## Assigned task:
Can you write the next part of the passage about reactions to the ex-chancellor joining the UK rich list, picking up right after its final sentence?
Start of Passage
Jagdeep’s comments were backed up by Julia Davies, a founding member of Patriotic Millionaires UK.
The organisation is a group of super-rich people calling for a wealth tax. Davies has come out declaring:
“The fact that our [ex] chancellor now joins the ranks of the richest people in the UK – while he and the government refuse to consider taxing wealth over work – is a shocking insight into our political system.
“We have repeatedly asked the chancellor to raise taxes on us, the wealthiest people in society.
“His appearance on the rich list makes it very clear why he’s not listening.”
Poonam Patel*, a 31-year-old from London has agreed, saying:
“Why hasn’t Rishi introduced any increase in tax for the rich?
“Why are we, the ones who are already battling having to find new ways of coping?”
“He just doesn’t get it. He should know from his background how hard it is, especially as an ethnic minority. But then again, with all that money, how would he understand?”
Likewise, Arun Rai*, a 40-year-old doctor from Yorkshire gave us his insight:
“I have a well-paid job and I’m lucky enough to have savings that I can rely on. But for the first time, I’ve had to dip into them to afford normal things.
End of Passage
Start of Provided information
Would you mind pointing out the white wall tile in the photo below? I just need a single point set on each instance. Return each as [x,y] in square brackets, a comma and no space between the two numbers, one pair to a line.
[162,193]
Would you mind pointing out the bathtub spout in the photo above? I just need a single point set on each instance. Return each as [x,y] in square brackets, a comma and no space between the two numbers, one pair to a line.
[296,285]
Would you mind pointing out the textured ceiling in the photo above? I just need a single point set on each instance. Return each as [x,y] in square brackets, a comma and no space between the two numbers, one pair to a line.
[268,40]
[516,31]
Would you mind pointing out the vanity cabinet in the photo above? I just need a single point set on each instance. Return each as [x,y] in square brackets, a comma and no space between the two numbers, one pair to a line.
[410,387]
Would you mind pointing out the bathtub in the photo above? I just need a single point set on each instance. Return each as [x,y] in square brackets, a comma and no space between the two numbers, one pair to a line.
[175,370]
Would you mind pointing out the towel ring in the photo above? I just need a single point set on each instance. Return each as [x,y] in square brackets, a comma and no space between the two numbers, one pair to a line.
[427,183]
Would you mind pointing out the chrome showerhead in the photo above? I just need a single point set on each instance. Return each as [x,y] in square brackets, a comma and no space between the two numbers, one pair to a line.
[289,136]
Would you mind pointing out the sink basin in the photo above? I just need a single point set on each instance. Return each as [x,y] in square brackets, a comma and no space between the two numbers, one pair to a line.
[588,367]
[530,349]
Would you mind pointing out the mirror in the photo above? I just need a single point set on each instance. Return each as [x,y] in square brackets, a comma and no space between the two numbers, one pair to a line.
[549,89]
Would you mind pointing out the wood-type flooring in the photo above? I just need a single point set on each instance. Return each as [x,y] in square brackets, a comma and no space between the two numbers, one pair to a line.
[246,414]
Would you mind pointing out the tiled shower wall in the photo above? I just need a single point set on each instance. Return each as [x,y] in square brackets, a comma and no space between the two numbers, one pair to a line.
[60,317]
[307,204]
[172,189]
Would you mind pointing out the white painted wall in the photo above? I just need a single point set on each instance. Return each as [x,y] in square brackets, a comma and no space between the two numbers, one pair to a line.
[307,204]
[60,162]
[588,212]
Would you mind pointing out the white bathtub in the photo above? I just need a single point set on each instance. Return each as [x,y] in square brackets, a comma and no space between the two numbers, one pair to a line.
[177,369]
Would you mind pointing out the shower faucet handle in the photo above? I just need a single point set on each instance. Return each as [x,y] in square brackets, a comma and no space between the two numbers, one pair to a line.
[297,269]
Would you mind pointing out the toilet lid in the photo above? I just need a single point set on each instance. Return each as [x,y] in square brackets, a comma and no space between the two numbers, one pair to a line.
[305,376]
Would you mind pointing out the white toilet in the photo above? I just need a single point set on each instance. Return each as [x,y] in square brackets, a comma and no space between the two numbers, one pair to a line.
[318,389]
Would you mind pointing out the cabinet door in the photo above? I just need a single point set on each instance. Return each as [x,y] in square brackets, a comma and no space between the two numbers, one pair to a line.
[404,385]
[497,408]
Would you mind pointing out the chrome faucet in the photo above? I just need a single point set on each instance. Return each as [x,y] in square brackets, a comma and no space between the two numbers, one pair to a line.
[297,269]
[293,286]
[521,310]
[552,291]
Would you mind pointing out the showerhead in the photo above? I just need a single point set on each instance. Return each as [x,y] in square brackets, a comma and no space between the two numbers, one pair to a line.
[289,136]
End of Provided information
## Response area:
“What about those on benefits, or working multiple jobs or doing overtime to try and survive?
“Rishi will go out, do his photo ops, do some half-hearted speech in the best interest of the public and now he’s running for PM – it’s a shambles.
“He runs away when things get tough and when there’s an opportunity to make money, he’s right back in the mix.”
Labourer, Navjot Jassi* from Swansea chimed in with his views:
“I wasn’t even mad about Rishi’s wealth until this whole cost of the living issue came up. I knew politicians lied and were making their money, but this showed me how bad it actually is.
“Like, they’re stealing from us, not paying a dime and still torturing us more.
“I live paycheck to paycheck and can barely support my daughter. I’ve had sleepless nights and I wake up to him buying a new house.
“He and the rest of the Tories don’t have an ounce of experience coming from where I come from.”
However, others have a contrasting view. In our DESIblitz poll, we also begged the question – “does Rishi Sunak’s wealth bother you?”.
Surprisingly, it was neck and neck with 51% voting for “yes” and 49% voting for “no”. Gagan Cheema*, a 26-year-old from Brighton gave some insight into this:
“Rishi’s money doesn’t actually bother me. If anything I’m kind of glad a brown person is doing so well.
“What does bother me is his inability to provide the same opportunities for us.
“He says he wants to and that’s what he’s working towards, but I can’t see that.
“By all means, he has children and a family to feed and you have to see it from that angle.”
Ash Mukbar*, a stocktaker from Luton, shares a similar stance:
“If I was him, I’d be spending the money I had on fancy things as well. We all would in his position I reckon.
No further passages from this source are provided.